▶ _Extract provided_
----
Preparation time: 20 minutes

Cooking time: 20 minutes (quinoa)

Total time: 40 minutes, excluding frying

Makes 10

Ingredients:

1/2 cup quinoa

4 medium sized onions, grated

350 grams baby marrows, grated

3/4 spring onions, sliced

1 jumbo sized free range egg

origanum (either dry or fresh, chopped)

salt and pepper to taste

3 very heaped tablespoons Gluten Free Tapioca Flour (cake wheat flour will work just as well)

and extra Tapioca Flour to roll cakes in before frying (cake wheat flour will work just as well)

Oil for frying

Instructions:

Cook Quinoa as per packet instructions, but using only 1/2 cup quinoa to 1 cup of boiling water, let simmer until done, approximately 15 minutes.

Grate the carrots, and set aside.

Slice the spring onions, and set aside

Grate the baby marrows.  Place on a dish towel and sprinkle with salt.  Let it sit awhile, the longer the better, and then squeeze the baby marrows to help draw out the water content.  Be careful not to pile on the salt otherwise your veggie cakes will be overly salty.

Once the water is all out as best you can, place the quinoa, carrots, baby marrow, spring onions, egg, a good sprinkling of origanum, salt and pepper into a medium sized bowl.

Mix the ingredients until combined.

Then, add a heaped tablespoon of flour at a time, mixing well, after each addition.

Shape into balls with the help of a tablespoon.

Coat each ball with a little of the extra flour and set aside.  (If you need more flour, to coat, just add accordingly)

In a large frying pan, heat up a little oil.  I used vegetable oil and fry the veggie cakes until crisp and golden brown.

Serve with a crisp salad for a healthy lunch or with baby potatoes and vegetables for dinner.
----
▶ _What the task asks_
In the veggie cake recipe, how much boiling water is the 1/2 cup of quinoa cooked in?

▶ _Given information_
----
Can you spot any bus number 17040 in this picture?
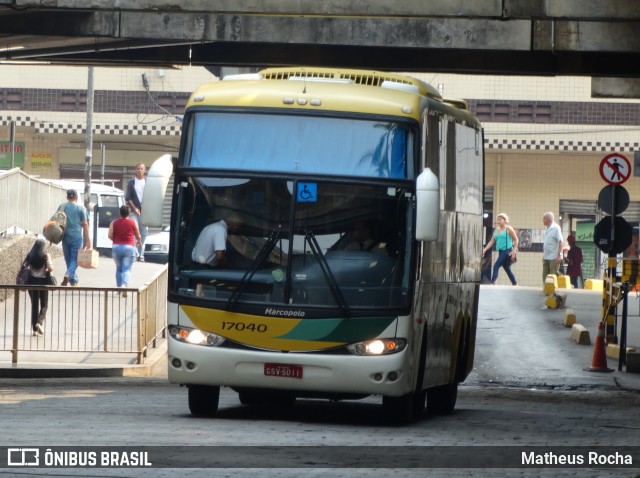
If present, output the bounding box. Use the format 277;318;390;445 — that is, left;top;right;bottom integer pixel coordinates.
----
▶ _Result of the exercise_
1 cup of boiling water.